*TEXT EXTRACT:*
══════════
Monday, October 24, 2011

All over again.

Do not know where I should start...
since my last real blog it's been a while. There was a lot of trouble, there were a lot of tears, there was a lot of fun, there were a lot of lost friends. Do not really want to talk about it and we do not have so much time. It would take me at least 3 days that you could follow the story.
Whatever, here I am again. And here we are again too. It seems like the same story is repeating all over and over again. But why is it repeating? Wasn't all said? Didn't we moved on? Without each other?
Somehow we found back to each other. But is this good or bad? Each conversation with you is like a déjà-vu! It is ending always the same - in tears.
But we do not give up. Why? Do we need the pain? Did it became so usual to be together? To freak out because of nothing? Crying until falling asleep?
Oh boy... what are we doing it all over again? ... I know the answer and you do too. We cannot live without each other. But is this worth all the pain, all the tears?

Yes it is. We should not forget the good times. The times when we are happy together. When we are in love. But these times are mostly invisible for outsiders. Nobody can understand the relationship between two others. The outsiders just get the bad times. They cannot even imagine the love between us. And really, what the hell are we listening to what other people say? It is our life.

But what if every word is said. No words are left to tell. No sentences unspoken. What if the silence between us gets bigger and bigger? When do we get to the point when words are not enough anymore and doings should follow? Is it just about the decision of one of us or of both? And what if we are getting tired of fighting?

Words are not enough anymore...
Today I started with doings. I tidied up my room. Throwing all the mess out. I threw out the chaos. I banned it. So I can get some space in my room and maybe in my mind. There is still a lot to be done tomorrow. I hope I can start all over again soon.

Do not know what to do but I have a mission: living!
xoxo RB

Monday, July 18, 2011

high five, awesomeness !: HAHA

GEILSTES!!!
high five, awesomeness !: HAHA: "bringt mich jedesmal wieder zum lachen! Bei dem Anblick des 'Mannes' wunderte es mich auch nicht mehr, dass er einfach keine ordentliche Zuc..."


Monday, May 2, 2011

Tries and second times.

Awake in the middle of the night she's laying in her bed. Thinking. Trying not to think. Failed. She tries so hard everytime but it seems like that is not enough. She is trying over and over again. She gives second chances... more than second... and what does she have? Nothing. She gets up, puts some cloth on and goes outside. She needs a run right now. She will never be really happy. Always when it seems like there are complications... it sucks... she does not want to go on... just at this moment she reachs the bridge... Keep trying? A second time? ... xoxo RB

Sunday, April 17, 2011

Two souls.

It does not happen a lot but sometimes you find the true love. It seems to be perfect. You do love eachothers. But sometimes this love is not enough. xoxo Roxxburry

Tuesday, March 15, 2011

Promises

Have you lied the whole time? Have I done something wrong? Why have you promised things if you break them?
You do not just account for the things you do... you also account for the things you do not do...
But anyway... I miss you <'3

Saturday, February 19, 2011

Awhile!

It has been awhile that I have posted something. Let us change it ;)...
══════════
*DATA RECORDS:*
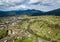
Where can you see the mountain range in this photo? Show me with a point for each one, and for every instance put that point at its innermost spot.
(32, 12)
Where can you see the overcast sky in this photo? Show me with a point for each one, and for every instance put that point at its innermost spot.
(43, 5)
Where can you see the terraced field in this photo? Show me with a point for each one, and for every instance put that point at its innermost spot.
(33, 28)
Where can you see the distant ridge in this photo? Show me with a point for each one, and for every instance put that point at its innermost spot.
(32, 12)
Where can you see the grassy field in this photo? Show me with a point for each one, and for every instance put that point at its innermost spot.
(34, 28)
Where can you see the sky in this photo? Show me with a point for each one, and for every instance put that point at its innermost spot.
(42, 5)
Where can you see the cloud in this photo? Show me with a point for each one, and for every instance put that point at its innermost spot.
(43, 5)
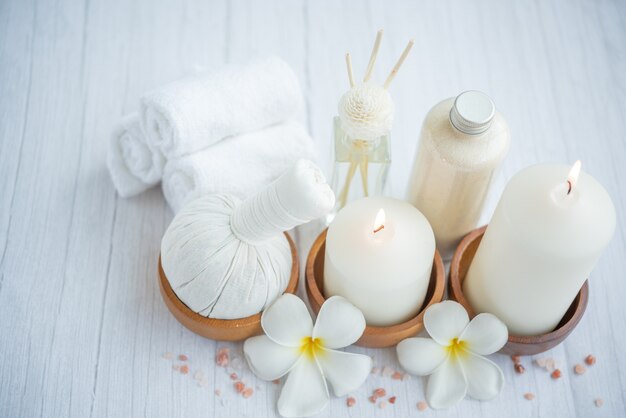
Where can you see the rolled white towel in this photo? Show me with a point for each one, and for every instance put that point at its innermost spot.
(133, 164)
(190, 114)
(240, 165)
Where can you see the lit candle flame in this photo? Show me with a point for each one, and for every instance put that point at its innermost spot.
(379, 223)
(572, 177)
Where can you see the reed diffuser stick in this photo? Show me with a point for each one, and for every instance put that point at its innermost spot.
(396, 67)
(370, 65)
(349, 65)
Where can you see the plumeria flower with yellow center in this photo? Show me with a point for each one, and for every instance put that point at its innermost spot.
(292, 344)
(454, 356)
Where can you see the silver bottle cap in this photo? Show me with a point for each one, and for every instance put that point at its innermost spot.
(472, 112)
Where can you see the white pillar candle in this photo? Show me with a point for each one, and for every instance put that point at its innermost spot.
(546, 234)
(379, 255)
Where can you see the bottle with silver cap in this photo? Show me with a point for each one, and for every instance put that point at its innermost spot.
(463, 140)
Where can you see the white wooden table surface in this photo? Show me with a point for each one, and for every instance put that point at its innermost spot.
(82, 325)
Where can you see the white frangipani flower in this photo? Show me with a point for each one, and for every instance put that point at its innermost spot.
(292, 344)
(454, 355)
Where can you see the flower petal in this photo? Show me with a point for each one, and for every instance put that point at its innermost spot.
(305, 392)
(339, 323)
(344, 371)
(485, 334)
(267, 359)
(287, 321)
(420, 356)
(484, 378)
(446, 386)
(445, 320)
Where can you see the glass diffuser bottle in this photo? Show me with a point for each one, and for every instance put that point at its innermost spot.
(361, 134)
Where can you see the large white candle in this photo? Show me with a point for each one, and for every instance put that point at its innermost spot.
(379, 255)
(546, 234)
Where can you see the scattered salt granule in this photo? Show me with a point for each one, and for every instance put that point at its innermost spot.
(247, 392)
(579, 369)
(239, 387)
(387, 371)
(397, 375)
(222, 356)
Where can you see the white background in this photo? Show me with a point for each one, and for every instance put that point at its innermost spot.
(82, 325)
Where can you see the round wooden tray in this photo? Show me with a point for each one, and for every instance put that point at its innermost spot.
(374, 337)
(516, 345)
(221, 329)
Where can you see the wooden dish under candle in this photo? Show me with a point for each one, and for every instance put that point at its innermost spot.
(374, 337)
(221, 329)
(516, 345)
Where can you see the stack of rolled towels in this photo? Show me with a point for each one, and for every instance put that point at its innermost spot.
(230, 131)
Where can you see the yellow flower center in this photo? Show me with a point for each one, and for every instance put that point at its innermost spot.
(457, 348)
(311, 347)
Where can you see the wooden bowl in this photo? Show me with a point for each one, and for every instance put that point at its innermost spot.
(221, 329)
(374, 337)
(516, 345)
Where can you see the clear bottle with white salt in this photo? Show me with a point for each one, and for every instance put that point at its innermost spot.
(463, 140)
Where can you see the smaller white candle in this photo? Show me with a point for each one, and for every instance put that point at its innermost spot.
(379, 256)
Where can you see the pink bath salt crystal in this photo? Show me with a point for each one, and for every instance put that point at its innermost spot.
(222, 357)
(387, 371)
(247, 392)
(239, 387)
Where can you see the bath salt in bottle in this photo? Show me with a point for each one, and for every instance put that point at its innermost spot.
(463, 141)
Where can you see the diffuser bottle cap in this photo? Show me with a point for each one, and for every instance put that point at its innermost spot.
(472, 112)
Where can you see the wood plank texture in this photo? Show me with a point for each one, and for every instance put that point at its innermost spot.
(83, 328)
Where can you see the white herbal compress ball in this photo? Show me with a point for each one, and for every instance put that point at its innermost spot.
(366, 111)
(227, 259)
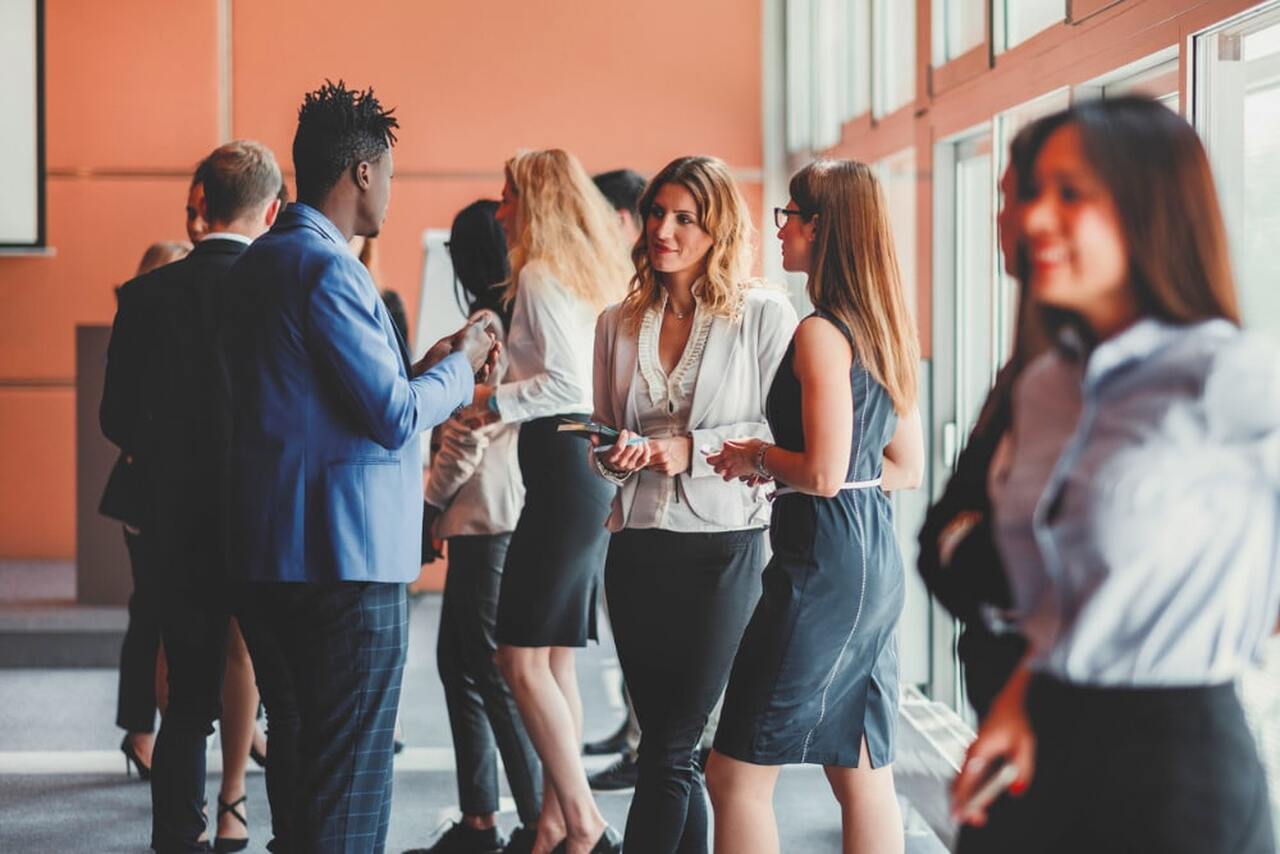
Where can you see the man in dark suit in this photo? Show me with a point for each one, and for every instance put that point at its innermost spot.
(159, 406)
(325, 465)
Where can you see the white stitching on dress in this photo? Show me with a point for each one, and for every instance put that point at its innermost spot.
(862, 594)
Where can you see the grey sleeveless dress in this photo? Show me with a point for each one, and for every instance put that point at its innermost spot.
(817, 668)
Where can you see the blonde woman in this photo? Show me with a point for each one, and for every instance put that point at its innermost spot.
(816, 677)
(686, 361)
(567, 261)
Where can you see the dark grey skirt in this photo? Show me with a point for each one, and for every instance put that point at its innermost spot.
(552, 578)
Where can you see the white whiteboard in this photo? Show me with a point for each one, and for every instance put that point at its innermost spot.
(19, 144)
(438, 314)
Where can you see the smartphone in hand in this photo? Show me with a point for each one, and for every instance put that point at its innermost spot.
(996, 782)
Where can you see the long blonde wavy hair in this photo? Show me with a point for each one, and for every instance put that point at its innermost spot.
(854, 274)
(722, 213)
(566, 224)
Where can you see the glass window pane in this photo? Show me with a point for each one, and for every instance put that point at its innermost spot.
(959, 26)
(798, 60)
(894, 55)
(828, 81)
(976, 283)
(859, 58)
(1238, 86)
(1016, 21)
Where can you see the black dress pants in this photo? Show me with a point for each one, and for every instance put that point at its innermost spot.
(1119, 771)
(136, 702)
(483, 715)
(342, 645)
(280, 700)
(193, 628)
(679, 604)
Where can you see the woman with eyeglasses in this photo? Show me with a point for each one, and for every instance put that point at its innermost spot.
(816, 677)
(684, 362)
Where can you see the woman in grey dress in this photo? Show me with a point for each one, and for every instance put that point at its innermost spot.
(816, 676)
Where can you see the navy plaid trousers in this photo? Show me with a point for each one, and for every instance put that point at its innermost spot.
(343, 645)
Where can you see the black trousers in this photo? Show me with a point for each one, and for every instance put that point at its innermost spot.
(342, 645)
(280, 702)
(483, 715)
(679, 604)
(136, 702)
(193, 628)
(1169, 770)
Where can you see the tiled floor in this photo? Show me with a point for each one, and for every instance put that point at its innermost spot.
(63, 788)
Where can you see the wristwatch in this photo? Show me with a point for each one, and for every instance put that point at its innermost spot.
(759, 461)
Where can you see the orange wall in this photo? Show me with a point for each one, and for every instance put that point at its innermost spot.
(135, 97)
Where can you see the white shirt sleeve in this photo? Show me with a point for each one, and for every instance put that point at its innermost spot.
(551, 351)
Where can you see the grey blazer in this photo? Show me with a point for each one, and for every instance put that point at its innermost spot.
(734, 378)
(475, 475)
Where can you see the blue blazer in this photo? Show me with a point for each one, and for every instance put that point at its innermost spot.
(324, 460)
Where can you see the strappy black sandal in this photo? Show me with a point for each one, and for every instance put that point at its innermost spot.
(225, 845)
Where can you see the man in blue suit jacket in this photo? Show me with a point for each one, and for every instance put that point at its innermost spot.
(325, 471)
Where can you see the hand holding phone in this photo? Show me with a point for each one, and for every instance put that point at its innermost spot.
(999, 779)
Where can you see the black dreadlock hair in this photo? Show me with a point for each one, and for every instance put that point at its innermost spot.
(338, 128)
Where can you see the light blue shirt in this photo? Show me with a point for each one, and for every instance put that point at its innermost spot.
(1142, 538)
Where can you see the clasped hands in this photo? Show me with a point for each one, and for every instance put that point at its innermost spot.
(475, 341)
(668, 456)
(736, 461)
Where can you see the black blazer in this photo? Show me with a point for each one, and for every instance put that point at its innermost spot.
(160, 406)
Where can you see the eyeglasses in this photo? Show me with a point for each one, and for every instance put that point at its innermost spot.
(780, 215)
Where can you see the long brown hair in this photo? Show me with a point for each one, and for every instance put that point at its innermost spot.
(566, 224)
(1155, 168)
(854, 274)
(723, 214)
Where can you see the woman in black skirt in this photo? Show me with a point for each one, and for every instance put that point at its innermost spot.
(567, 261)
(1142, 542)
(684, 361)
(816, 677)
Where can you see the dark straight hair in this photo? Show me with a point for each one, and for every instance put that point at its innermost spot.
(478, 249)
(1157, 173)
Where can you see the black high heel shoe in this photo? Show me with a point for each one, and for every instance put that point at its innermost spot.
(227, 845)
(132, 759)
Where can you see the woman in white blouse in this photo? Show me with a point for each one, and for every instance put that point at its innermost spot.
(567, 261)
(1137, 508)
(684, 362)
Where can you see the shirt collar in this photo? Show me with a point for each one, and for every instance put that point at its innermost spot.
(1138, 342)
(227, 236)
(663, 297)
(318, 219)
══════════
*EXERCISE PROMPT:*
Extract the part of the blog posts above starting with "Do not know where" and going on through "follow the story.", copied word for word.

*TASK SOLUTION:*
Do not know where I should start...
since my last real blog it's been a while. There was a lot of trouble, there were a lot of tears, there was a lot of fun, there were a lot of lost friends. Do not really want to talk about it and we do not have so much time. It would take me at least 3 days that you could follow the story.